What you are asked to do: Every line of the material that holds "pointer" should be counted; give the number and nothing more.

Recorded data:
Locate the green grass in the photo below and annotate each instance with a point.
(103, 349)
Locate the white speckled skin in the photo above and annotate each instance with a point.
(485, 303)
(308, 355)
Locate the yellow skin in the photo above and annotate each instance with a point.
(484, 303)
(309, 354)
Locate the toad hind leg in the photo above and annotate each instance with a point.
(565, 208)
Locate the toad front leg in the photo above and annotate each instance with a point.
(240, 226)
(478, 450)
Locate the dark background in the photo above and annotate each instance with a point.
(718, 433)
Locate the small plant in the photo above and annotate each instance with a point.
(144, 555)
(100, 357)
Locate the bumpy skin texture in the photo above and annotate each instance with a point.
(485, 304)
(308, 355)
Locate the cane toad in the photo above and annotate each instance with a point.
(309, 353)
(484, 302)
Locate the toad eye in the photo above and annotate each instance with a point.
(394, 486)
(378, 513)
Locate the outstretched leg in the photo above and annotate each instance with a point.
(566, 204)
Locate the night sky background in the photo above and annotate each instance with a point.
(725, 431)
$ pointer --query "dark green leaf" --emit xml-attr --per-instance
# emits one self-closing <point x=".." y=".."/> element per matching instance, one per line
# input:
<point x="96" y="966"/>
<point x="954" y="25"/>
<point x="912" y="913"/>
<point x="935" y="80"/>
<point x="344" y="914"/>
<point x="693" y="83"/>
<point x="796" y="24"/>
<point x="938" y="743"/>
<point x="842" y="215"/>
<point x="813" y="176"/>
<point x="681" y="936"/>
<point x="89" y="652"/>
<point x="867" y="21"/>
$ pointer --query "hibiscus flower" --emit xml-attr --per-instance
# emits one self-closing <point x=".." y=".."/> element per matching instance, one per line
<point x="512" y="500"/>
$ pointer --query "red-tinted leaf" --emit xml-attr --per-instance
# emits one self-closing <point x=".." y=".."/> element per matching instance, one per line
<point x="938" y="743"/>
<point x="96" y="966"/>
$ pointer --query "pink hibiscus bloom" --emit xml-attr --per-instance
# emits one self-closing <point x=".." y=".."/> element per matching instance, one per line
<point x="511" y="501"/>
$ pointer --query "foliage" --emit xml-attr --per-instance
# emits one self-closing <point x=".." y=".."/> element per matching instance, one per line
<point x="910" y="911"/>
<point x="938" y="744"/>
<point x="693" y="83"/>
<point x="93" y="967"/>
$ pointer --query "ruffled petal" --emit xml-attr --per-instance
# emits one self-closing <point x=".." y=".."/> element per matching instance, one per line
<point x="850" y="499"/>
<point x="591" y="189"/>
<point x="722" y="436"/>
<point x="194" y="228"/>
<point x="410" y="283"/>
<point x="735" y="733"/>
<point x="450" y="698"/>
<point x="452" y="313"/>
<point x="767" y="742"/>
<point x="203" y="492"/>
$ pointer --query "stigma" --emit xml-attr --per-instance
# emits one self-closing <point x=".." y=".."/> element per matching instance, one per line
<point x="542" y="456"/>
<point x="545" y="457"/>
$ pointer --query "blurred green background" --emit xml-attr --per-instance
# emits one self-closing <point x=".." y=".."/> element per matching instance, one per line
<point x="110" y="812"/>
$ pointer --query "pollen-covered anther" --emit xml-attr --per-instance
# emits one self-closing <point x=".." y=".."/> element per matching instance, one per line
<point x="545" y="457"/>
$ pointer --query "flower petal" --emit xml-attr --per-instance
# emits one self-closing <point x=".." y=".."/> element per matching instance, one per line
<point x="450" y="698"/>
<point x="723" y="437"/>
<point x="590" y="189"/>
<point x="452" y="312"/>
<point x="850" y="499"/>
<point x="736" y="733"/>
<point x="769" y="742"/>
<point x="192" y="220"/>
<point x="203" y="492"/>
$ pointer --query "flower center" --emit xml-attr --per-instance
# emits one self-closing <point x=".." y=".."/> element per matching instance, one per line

Solution to this task: 11